● **WRITTEN TASK A**
Retype everything from "It is great" down to "as needing citations." in the discussion about learning to read below.
● **WRITTEN TASK B**
In the discussion about learning to read below, what is the fifth word on the Wikipedia page for whole language?

My kids learned to read without being forced. They did not do phonics, they learned to read whole words from flashcards. As far as they were concerned it was guessing game. Then on to reading books together designed for more whole word recognition, which is reading guns stories. I wrote a blog post about it: https://pietersz.co.uk/2009/11/educating-lucy-learning

> I am 14. I have many interests. I would love to have a career revolving around those interests, but in order to do this, I have to acquire various basic skills and distinguish myself. But I am 14, etc.

You can explain to a 14 year old. My kids had been out of school for years at that age and I had not had to force them to do anything. A teenager is perfectly capable of understanding that in order to achieve somethings they have to do other things. If they want a particular career you explain that as well as the interesting things they have to do some less interesting things. If they want to study a particular subject to a higher level they have to meet entrance requirements.

> You have to make them do stuff sometimes, including learning.

Sometimes, but rarely with learning. The problem is that making them do stuff is the default, not the exception.

I'm glad you've experienced success with these strategies, but unfortunately you can't generalize that.

> They did not do phonics, they learned to read whole words from flashcards.

Whole language learning is a perfect example of this: The fifth word on the Wikipedia page for whole language is "discredited." [1] It's been linked to systemic regressions in literacy among children. Clever kids with lots of support can succeed despite whole language methods, but in general, whole language is significantly worse than phonics. I'm glad it worked for your kids — hands-on attention from a parent is an excellent way to learn :) — but in the classroom, it is empirically much worse than the alternatives.

[1]: https://en.wikipedia.org/wiki/Whole_language

> The problem is that making them do stuff is the default, not the exception.

It is great for kids to be intrinsically motivated & I think the course material should be as engaging as possible, but often the kids are disengaged regardless, and I'm skeptical that there's some special trick we can pull to make the majority of kids passionate about fourth grade math class. A lot of them just won't be that interested in long division, and I think it's better to make learning a smooth and efficient experience than to jangle enrichment opportunities in front of their faces like cat toys. Alternative approaches always irritated the hell out of me as a kid. "Aren't you inspired? Don't you feel creative?" No! Just tell me what's going to be on the test and let me do the work!

The wikipedia article you cite is marked as needing citations.

The research shows whole word learning does not work well in a classroom setting. it works well one to one. If parents do it as a game with kids it works. Its worked for at least two generations in my family and we all learned to read at least a bit before we went to school, or outside school, or in a different language and alphabet (English at home) we learned in school. Well ahead of school in the latter cases, despite a phonetic alphabet in school!

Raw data
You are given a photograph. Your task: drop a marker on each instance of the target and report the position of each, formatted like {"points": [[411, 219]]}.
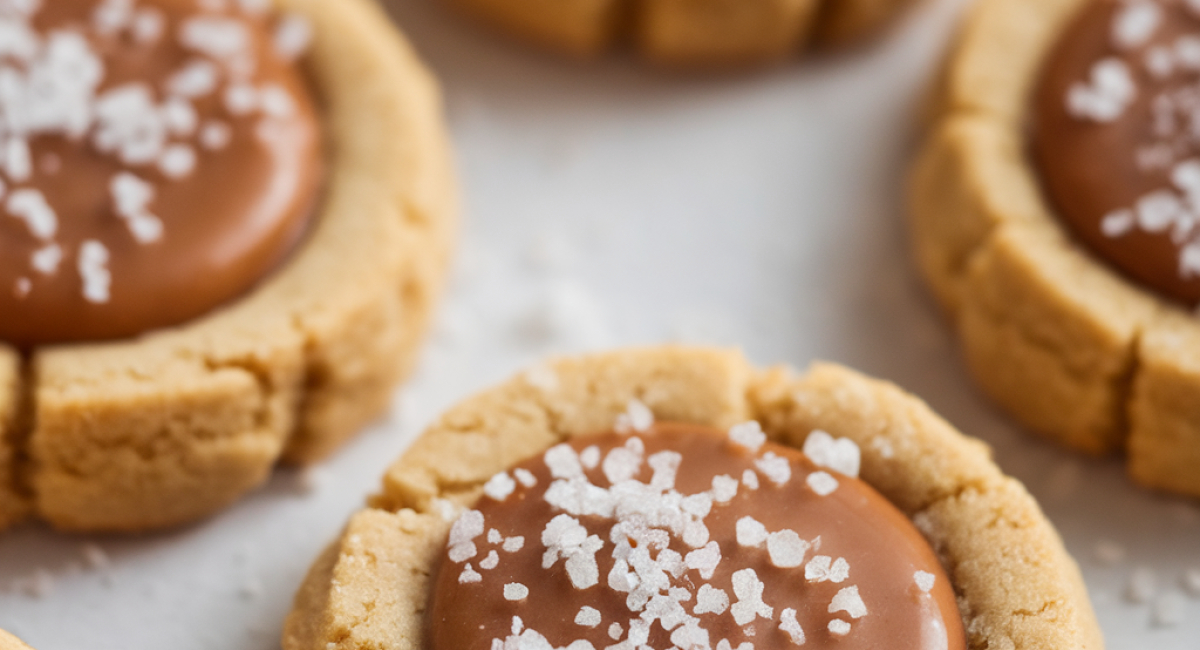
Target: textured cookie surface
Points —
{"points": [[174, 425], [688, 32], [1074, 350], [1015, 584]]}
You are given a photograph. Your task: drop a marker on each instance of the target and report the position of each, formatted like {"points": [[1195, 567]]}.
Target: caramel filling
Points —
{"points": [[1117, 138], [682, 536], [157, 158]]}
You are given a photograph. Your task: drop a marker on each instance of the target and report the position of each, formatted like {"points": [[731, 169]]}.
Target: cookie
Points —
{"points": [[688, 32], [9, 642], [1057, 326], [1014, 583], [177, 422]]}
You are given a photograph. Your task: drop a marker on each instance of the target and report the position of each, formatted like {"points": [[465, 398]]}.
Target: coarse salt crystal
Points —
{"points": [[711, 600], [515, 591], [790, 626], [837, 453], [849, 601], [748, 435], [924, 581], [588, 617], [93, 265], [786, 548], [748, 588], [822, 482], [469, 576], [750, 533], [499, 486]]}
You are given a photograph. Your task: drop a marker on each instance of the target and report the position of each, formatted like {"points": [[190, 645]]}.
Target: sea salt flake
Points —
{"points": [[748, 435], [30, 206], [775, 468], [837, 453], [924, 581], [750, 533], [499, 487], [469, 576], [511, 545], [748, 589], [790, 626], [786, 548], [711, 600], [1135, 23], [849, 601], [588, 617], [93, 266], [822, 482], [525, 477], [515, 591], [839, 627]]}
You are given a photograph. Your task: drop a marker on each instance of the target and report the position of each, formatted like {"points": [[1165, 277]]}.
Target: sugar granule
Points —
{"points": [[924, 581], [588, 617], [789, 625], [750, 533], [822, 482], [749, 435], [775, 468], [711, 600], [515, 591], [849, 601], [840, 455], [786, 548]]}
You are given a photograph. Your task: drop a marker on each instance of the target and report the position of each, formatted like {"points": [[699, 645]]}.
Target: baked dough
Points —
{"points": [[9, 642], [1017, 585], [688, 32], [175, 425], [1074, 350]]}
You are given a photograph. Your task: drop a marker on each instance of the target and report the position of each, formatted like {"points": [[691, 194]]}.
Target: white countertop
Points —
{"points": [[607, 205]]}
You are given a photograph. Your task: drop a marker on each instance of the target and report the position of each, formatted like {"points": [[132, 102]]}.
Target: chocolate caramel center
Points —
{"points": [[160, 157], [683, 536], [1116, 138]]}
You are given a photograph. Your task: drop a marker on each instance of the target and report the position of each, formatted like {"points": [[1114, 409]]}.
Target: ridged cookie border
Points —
* * *
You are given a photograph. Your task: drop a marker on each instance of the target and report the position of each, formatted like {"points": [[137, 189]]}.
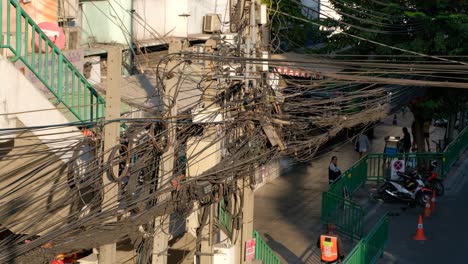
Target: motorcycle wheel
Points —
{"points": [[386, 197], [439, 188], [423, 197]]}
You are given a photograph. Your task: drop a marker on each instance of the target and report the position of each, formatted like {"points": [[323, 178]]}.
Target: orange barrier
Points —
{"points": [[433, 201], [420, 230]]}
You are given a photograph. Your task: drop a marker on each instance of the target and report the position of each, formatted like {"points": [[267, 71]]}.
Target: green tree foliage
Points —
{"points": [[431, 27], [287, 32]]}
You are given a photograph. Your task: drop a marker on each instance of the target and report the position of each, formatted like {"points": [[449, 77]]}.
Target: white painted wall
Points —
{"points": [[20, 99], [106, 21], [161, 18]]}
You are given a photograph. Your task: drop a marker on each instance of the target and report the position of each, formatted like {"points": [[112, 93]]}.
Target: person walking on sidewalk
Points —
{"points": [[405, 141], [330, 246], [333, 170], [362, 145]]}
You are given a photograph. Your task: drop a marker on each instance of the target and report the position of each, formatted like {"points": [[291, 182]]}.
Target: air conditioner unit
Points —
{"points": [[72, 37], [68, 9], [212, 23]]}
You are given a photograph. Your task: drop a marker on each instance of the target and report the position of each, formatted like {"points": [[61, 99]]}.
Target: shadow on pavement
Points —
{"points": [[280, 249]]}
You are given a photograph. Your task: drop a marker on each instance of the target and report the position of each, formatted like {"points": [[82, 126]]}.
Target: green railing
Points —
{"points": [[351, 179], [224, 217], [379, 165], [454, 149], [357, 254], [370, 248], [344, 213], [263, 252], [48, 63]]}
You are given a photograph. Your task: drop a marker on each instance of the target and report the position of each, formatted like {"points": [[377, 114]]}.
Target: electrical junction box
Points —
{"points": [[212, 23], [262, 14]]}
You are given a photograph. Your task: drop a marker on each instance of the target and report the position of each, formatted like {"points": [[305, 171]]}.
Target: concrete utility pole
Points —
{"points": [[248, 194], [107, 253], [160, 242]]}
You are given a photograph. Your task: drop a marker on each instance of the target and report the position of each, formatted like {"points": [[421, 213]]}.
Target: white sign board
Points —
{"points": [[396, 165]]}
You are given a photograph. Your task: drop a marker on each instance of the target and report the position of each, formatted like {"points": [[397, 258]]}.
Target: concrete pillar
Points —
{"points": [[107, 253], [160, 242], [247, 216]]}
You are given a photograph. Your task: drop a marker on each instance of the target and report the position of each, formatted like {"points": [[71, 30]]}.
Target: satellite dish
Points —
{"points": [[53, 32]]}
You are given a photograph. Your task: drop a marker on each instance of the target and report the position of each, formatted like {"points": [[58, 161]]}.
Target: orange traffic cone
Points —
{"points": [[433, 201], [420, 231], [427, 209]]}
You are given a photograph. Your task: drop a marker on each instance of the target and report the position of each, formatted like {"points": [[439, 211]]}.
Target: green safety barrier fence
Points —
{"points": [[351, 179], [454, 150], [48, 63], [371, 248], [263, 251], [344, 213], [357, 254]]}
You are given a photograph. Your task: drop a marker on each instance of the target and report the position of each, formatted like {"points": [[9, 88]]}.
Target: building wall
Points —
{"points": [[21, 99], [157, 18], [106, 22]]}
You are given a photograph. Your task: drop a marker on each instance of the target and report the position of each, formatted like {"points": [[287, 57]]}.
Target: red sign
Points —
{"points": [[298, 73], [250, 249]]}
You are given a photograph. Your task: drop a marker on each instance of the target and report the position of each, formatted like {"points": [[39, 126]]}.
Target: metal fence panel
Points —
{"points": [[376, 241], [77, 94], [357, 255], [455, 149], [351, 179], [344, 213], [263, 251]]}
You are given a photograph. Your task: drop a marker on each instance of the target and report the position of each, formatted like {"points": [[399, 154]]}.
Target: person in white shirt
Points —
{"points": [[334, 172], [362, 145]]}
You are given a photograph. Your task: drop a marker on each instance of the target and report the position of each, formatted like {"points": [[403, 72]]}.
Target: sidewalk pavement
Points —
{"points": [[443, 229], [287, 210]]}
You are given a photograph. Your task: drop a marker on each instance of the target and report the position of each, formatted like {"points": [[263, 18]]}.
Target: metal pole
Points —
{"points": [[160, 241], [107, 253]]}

● **EXERCISE ANSWER A**
It is great for kids to be intrinsically motivated & I think the course material should be as engaging as possible, but often the kids are disengaged regardless, and I'm skeptical that there's some special trick we can pull to make the majority of kids passionate about fourth grade math class. A lot of them just won't be that interested in long division, and I think it's better to make learning a smooth and efficient experience than to jangle enrichment opportunities in front of their faces like cat toys. Alternative approaches always irritated the hell out of me as a kid. "Aren't you inspired? Don't you feel creative?" No! Just tell me what's going to be on the test and let me do the work!

The wikipedia article you cite is marked as needing citations.

● **EXERCISE ANSWER B**
Discredited